◆ **What to produce**:
Below are entries. Copy exactly the lines running from the line that holds "Which region of this screenshot contains the pavement?" to the line that holds "Which region of this screenshot contains the bare", with both ends included.

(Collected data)
──────────

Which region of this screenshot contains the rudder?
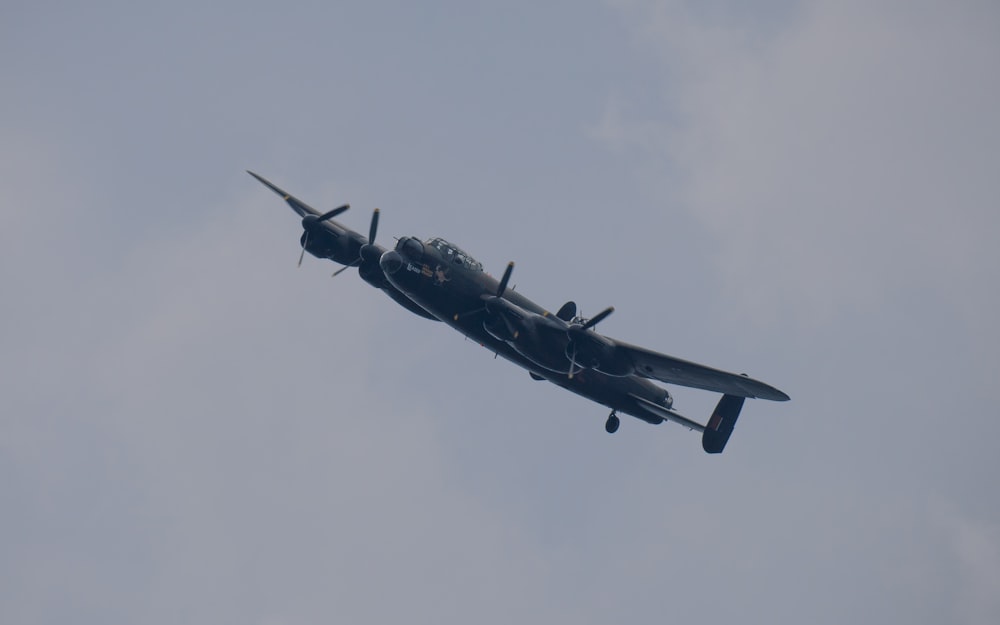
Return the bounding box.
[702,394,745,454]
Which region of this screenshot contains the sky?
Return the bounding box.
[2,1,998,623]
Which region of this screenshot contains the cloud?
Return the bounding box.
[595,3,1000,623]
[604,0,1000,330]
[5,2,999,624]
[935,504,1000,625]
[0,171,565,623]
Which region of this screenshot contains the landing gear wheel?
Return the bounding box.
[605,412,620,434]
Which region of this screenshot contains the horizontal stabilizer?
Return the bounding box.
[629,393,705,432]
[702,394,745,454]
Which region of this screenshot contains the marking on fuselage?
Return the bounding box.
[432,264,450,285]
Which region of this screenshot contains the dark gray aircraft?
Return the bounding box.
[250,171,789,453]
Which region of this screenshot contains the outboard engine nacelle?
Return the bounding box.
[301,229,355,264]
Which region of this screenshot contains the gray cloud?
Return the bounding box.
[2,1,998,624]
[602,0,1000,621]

──────────

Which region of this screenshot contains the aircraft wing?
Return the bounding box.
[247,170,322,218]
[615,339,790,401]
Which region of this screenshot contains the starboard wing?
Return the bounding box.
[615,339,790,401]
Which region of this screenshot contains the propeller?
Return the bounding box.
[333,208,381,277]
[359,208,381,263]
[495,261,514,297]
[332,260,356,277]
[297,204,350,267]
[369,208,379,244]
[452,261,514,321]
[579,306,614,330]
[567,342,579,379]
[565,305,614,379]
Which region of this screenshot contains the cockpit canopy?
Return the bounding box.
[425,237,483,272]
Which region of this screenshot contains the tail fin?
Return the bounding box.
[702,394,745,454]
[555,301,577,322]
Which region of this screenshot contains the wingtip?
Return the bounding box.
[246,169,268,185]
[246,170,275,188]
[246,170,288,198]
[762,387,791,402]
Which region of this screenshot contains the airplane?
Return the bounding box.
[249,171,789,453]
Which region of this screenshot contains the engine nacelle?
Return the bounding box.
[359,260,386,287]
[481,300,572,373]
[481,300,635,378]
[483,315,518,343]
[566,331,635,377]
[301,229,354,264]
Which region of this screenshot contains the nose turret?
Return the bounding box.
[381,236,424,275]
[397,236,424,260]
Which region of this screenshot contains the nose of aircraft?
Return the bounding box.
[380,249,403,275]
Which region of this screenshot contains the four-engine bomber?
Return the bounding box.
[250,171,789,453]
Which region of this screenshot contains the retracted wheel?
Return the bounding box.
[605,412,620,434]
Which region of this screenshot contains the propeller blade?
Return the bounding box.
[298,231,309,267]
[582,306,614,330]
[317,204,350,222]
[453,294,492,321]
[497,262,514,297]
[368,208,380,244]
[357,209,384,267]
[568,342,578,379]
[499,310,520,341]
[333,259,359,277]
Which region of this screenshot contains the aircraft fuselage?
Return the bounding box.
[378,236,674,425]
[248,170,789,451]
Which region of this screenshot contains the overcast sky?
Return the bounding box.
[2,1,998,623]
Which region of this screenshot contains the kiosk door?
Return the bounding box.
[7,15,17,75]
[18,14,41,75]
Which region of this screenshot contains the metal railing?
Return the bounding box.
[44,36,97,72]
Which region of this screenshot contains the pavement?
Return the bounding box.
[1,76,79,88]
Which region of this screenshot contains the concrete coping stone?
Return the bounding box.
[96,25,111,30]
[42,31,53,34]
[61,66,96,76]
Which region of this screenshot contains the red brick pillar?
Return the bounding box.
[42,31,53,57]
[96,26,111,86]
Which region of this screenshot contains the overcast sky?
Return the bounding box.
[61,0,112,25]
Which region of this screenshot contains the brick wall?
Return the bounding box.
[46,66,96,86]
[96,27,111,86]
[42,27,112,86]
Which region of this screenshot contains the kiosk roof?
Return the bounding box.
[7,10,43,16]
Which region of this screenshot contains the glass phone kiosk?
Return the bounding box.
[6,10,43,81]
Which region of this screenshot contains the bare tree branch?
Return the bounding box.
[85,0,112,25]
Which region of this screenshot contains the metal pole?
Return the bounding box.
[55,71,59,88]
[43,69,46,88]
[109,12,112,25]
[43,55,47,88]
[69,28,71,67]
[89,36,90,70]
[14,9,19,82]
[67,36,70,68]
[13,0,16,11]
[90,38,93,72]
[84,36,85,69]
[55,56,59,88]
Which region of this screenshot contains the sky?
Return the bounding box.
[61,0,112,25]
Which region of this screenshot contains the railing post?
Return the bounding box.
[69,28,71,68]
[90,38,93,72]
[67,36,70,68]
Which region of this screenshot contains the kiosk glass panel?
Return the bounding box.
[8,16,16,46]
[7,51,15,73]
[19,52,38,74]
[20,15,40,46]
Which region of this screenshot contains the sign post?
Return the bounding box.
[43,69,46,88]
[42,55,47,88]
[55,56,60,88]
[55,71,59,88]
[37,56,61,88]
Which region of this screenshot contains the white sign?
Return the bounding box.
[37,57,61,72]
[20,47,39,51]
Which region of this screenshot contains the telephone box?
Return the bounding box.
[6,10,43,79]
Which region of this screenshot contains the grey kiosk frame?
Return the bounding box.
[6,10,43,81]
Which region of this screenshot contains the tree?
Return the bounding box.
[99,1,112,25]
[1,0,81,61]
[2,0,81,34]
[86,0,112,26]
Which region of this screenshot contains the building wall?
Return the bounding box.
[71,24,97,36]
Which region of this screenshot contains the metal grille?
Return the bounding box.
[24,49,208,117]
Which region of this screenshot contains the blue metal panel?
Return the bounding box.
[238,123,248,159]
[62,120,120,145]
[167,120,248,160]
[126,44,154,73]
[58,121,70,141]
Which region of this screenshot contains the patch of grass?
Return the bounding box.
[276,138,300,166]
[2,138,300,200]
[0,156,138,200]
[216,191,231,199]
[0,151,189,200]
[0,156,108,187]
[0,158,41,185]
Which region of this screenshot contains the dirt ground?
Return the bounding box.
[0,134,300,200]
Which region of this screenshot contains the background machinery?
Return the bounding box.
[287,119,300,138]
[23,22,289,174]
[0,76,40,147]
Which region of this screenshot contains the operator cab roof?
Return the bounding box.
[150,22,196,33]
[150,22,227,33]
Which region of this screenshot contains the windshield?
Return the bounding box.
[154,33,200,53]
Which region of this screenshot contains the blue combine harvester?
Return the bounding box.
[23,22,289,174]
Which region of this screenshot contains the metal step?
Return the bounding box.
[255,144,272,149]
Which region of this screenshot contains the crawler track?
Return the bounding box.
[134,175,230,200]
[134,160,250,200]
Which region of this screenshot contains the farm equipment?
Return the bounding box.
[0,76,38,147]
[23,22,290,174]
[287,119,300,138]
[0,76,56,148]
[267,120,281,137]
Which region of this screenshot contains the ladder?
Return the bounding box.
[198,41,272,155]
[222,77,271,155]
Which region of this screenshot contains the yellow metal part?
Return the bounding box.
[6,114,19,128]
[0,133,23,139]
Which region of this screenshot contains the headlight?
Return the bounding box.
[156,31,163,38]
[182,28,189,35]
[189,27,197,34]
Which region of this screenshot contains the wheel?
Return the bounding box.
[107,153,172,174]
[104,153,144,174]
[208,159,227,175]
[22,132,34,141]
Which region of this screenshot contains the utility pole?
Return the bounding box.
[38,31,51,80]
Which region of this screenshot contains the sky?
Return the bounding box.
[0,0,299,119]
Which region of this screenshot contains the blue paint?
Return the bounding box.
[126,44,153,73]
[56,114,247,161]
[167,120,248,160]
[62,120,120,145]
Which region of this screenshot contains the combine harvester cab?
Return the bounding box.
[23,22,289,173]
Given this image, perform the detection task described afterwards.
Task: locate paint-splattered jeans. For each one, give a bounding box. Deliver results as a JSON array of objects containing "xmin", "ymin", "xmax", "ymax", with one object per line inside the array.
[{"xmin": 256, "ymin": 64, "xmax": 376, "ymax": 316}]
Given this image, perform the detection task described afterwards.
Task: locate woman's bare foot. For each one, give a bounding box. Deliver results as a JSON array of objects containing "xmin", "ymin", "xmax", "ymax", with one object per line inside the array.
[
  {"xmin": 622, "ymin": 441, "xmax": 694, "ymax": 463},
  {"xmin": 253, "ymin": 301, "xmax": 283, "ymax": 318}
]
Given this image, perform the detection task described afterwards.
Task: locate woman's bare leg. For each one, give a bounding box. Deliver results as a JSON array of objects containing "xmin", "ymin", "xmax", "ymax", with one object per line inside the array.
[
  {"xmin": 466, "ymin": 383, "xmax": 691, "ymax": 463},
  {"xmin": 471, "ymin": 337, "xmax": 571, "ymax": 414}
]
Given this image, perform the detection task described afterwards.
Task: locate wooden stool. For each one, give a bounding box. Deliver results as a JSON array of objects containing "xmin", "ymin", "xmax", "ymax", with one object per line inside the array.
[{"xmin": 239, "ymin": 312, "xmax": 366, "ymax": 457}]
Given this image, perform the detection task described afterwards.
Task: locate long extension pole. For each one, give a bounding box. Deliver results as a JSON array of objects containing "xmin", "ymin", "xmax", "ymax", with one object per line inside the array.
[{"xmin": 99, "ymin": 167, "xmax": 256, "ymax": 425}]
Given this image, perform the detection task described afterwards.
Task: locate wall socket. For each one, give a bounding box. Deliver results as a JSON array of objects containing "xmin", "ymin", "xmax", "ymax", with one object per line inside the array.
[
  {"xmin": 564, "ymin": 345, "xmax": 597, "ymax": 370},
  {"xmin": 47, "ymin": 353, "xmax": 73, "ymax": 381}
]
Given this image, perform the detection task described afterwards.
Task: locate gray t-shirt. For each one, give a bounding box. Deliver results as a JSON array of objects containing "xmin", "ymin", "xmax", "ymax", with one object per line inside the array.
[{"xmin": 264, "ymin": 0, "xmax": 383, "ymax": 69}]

──────────

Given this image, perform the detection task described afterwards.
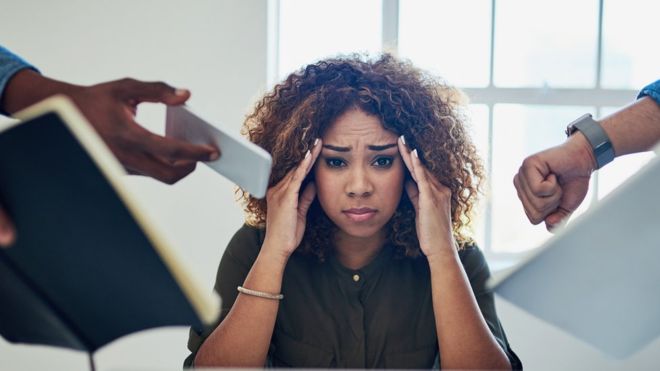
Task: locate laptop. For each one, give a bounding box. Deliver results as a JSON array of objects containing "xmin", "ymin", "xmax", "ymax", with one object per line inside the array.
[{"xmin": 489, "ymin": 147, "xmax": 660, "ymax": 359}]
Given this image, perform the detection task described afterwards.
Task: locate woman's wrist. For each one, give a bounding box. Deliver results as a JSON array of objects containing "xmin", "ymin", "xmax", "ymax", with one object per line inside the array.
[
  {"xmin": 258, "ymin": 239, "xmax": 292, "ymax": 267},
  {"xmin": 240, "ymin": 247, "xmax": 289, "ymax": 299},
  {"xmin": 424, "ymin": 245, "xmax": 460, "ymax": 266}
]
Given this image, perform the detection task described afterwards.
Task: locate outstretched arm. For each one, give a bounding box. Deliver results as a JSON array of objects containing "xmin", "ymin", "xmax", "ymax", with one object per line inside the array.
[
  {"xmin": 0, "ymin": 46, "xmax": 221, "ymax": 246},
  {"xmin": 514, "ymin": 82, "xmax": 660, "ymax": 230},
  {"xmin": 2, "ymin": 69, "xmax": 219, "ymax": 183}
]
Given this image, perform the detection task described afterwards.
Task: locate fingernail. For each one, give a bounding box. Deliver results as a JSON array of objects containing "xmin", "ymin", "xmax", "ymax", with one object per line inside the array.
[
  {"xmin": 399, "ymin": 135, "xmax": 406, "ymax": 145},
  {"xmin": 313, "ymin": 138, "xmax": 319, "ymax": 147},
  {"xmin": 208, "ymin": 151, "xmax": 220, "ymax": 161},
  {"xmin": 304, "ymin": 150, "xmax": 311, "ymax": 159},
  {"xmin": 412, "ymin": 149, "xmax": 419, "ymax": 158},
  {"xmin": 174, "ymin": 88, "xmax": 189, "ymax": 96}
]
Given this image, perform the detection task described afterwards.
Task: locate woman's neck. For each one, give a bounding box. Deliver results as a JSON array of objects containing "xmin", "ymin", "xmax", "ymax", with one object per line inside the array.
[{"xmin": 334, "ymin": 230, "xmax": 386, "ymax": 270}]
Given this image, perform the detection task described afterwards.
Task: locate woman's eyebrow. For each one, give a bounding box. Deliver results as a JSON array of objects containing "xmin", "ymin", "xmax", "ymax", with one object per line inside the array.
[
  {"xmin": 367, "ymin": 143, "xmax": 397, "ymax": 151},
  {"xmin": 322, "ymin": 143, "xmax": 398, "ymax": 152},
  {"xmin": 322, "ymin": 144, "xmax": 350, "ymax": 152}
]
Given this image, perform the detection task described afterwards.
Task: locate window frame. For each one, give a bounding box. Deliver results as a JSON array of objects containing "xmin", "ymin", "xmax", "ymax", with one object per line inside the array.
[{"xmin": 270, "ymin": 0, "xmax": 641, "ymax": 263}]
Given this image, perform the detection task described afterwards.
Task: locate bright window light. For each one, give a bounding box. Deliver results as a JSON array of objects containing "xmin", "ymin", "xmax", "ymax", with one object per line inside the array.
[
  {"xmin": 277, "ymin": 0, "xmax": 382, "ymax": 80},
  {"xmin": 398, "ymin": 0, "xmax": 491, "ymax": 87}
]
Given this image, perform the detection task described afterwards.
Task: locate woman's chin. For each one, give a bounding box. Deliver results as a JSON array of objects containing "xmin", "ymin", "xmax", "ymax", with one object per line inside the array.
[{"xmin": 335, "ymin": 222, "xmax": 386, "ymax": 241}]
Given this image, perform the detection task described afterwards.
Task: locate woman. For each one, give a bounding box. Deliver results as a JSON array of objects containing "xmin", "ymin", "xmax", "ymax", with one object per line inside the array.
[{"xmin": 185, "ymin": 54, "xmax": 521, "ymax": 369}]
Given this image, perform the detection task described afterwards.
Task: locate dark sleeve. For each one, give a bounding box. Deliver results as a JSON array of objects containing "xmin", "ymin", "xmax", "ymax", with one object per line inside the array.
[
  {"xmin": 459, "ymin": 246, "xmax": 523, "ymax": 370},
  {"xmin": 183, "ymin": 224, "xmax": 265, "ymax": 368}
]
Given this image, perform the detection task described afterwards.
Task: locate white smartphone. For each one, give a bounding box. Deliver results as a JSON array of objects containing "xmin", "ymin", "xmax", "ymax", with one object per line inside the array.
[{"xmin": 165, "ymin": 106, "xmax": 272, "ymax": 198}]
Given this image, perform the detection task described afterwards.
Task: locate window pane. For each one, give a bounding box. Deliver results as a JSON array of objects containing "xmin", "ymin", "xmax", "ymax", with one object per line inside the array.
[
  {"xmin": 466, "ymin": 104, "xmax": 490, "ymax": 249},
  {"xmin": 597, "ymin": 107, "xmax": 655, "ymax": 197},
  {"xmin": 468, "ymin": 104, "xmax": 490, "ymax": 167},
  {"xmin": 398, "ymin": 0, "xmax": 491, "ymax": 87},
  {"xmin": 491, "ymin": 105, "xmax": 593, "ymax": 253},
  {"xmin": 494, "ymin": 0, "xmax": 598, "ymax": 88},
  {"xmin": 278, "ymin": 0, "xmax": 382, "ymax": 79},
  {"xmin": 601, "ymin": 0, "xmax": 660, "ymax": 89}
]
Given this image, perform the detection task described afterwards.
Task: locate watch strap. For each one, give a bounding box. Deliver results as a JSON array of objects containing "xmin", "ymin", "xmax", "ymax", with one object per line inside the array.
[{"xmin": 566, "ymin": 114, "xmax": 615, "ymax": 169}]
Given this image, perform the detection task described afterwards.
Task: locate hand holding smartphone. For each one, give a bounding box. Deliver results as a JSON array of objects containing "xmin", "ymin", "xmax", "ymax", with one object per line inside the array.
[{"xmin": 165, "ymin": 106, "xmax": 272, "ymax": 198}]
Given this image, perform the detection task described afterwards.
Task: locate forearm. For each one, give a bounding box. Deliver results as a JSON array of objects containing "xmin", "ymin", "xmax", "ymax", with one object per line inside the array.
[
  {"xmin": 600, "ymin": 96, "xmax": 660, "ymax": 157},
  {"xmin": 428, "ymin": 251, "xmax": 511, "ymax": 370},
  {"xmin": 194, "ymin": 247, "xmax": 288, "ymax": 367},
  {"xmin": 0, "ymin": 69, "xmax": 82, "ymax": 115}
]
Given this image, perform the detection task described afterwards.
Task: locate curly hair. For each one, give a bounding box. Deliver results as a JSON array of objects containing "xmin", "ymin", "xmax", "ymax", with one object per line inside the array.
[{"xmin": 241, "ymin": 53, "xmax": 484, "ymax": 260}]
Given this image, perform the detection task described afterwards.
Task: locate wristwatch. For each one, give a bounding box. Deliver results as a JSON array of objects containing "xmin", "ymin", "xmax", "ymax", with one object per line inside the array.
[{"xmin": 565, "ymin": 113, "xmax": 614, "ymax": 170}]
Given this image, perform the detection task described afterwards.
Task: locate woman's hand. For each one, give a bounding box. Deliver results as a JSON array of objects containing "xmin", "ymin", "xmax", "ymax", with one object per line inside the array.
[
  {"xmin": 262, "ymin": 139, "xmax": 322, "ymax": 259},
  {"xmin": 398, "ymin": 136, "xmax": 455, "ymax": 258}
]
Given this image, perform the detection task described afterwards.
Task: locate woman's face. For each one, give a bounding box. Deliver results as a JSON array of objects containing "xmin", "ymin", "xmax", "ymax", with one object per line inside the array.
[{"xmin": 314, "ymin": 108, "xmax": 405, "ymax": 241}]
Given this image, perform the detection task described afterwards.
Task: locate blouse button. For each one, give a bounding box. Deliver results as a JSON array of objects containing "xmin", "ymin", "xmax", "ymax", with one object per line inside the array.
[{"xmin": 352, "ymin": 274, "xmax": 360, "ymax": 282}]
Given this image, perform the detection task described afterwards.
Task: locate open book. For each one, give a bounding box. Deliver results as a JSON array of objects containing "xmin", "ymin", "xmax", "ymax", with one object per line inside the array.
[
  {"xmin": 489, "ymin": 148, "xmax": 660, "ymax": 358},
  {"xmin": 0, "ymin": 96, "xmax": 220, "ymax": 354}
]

──────────

◆ **Solved problem**:
Which region of this screenshot contains the pavement?
Return the bounding box.
[1,76,79,88]
Which region of this screenshot contains the concrete coping stone?
Return the bounding box.
[96,25,111,30]
[42,31,53,34]
[61,66,96,76]
Which region of this screenshot contains the red brick pillar?
Return the bounding box.
[42,31,53,57]
[96,26,111,86]
Which region of this screenshot contains the overcast sky?
Return the bounding box.
[61,0,112,25]
Which region of this screenshot contains the brick wall?
Return the bounding box.
[46,66,96,86]
[96,27,111,86]
[42,27,112,86]
Which region of this screenshot contains the kiosk roof?
Return the bounding box.
[7,10,43,16]
Which region of this screenshot contains the glass phone kiosk?
Return the bounding box.
[6,10,43,81]
Which region of this screenshot contains the bare tree branch?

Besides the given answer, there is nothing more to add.